Named-object pointing rows
^^^^^^^^^^^^^^^^
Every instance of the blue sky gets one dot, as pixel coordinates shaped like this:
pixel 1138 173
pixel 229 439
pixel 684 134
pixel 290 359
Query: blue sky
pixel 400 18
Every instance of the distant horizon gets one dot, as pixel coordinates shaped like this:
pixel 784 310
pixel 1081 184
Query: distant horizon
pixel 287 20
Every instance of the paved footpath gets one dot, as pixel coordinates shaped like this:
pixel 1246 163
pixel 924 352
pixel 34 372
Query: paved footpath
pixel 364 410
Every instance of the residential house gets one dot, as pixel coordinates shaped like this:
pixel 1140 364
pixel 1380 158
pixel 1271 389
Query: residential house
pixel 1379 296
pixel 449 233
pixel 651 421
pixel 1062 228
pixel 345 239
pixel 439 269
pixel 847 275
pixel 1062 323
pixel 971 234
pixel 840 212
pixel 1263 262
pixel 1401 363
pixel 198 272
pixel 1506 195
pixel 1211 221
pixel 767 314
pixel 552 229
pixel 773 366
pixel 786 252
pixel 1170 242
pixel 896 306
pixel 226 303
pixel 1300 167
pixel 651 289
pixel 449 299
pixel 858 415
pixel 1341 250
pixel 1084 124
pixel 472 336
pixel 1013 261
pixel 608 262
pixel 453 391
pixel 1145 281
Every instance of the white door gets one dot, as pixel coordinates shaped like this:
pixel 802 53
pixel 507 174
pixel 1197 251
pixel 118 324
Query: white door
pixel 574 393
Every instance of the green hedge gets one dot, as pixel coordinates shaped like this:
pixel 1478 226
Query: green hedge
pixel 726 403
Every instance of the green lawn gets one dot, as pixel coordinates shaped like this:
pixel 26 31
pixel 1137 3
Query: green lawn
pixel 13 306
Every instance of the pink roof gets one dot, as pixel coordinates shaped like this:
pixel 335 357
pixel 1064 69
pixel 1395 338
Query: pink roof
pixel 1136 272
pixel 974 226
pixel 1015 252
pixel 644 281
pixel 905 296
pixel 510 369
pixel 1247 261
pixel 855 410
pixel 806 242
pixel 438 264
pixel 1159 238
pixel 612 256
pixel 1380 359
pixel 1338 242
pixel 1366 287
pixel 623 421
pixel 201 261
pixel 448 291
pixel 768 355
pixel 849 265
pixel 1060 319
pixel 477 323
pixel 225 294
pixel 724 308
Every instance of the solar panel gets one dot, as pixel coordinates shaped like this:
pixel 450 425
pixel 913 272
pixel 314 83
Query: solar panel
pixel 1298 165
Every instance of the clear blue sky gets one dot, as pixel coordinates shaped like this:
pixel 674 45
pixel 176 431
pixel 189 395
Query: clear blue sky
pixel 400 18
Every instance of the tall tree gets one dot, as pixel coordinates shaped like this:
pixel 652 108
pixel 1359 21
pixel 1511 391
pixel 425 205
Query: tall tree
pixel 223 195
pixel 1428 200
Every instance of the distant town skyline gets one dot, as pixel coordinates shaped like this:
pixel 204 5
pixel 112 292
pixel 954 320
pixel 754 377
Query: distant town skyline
^^^^^^^^^^^^^^^^
## AIM OF THE EXERCISE
Transcribe the lines from the one containing "Every instance of the distant town" through the end of the rows, with both ends included and nothing changed.

## SOLUTION TO THE PROBLEM
Every instance of the distant town skyline gets one dot, as pixel coordinates shaped like this:
pixel 204 5
pixel 112 292
pixel 954 320
pixel 754 377
Query: distant town skyline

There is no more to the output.